Problem details>
Copy exactly, and only, the lines from the line containing "foliage in the photo above." through the last line of the records below, both included.
<<<<
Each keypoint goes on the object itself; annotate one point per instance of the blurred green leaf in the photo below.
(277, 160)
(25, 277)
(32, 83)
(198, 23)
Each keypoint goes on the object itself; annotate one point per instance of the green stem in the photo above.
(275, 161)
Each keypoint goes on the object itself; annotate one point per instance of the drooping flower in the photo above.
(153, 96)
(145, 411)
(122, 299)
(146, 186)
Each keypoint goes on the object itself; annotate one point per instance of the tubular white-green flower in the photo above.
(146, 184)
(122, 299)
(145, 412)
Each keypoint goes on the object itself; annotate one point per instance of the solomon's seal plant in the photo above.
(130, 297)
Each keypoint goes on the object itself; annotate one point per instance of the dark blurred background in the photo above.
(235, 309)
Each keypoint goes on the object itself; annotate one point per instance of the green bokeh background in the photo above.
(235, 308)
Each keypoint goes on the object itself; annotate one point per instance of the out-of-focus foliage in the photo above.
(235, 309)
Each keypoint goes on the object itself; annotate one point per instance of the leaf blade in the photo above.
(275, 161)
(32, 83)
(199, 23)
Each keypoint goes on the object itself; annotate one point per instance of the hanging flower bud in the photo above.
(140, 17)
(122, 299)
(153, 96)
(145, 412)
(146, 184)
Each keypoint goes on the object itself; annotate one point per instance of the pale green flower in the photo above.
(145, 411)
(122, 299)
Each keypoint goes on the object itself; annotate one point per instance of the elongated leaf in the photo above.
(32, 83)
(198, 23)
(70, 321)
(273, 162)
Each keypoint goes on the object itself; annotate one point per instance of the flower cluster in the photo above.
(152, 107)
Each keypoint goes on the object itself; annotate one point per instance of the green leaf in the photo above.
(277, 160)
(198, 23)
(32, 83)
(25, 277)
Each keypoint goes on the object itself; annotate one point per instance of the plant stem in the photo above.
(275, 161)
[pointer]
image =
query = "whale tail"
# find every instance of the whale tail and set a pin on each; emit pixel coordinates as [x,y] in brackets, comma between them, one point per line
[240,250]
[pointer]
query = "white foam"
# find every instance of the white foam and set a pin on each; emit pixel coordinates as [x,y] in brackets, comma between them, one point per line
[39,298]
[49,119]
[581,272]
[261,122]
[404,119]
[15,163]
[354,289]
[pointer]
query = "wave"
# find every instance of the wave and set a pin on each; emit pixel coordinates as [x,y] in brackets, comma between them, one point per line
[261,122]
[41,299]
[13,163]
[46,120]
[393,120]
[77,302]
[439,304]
>>>>
Solution for this exercise>
Each keypoint goes on the object itself; annotate one point per instance of the out-of-focus foliage in the photo above.
(235, 309)
Each keypoint goes on the object itself; annotate one point per instance of the leaf blade in the photo above.
(275, 161)
(32, 83)
(199, 23)
Each keypoint goes on the object itself; annotate one point per instance of the hanging flower bud in the photo above.
(140, 17)
(122, 299)
(153, 96)
(145, 412)
(146, 184)
Each keypoint goes on the object itself; annotate one point per instance of the pale green flower in the photo above.
(145, 411)
(122, 299)
Each keypoint goes on the object itself; annotate one point per instance of the elongated leaf in the photo above.
(32, 83)
(198, 23)
(70, 321)
(273, 162)
Each keypoint goes on the object itself; annotate one point per instance of the flower cluster in the photo above.
(152, 107)
Each keypoint goes on the object itself; annotate one point per instance of the green leaf in the photo above.
(277, 160)
(198, 23)
(32, 83)
(25, 277)
Each keypoint goes on the object itself; annotate one point per instance of the plant stem in the photo above.
(275, 161)
[pointer]
image =
query = "whale tail"
# find every instance of the whale tail and set a pin on each; emit pixel coordinates as [x,y] in brackets, comma between them, one point per line
[240,250]
[pointer]
query = "white foam"
# find every instance of the white foam and set a pin on each; emit pixel coordinates as [x,y] in brackets, comma between them, one point per line
[39,298]
[49,119]
[581,272]
[261,122]
[404,119]
[15,163]
[354,289]
[pointer]
query = "wave"
# find every instance of the wave and set a pin on each; emit pixel coordinates as [x,y] in brackets, comma between them, one point per line
[261,122]
[41,299]
[13,163]
[46,120]
[393,120]
[77,302]
[439,304]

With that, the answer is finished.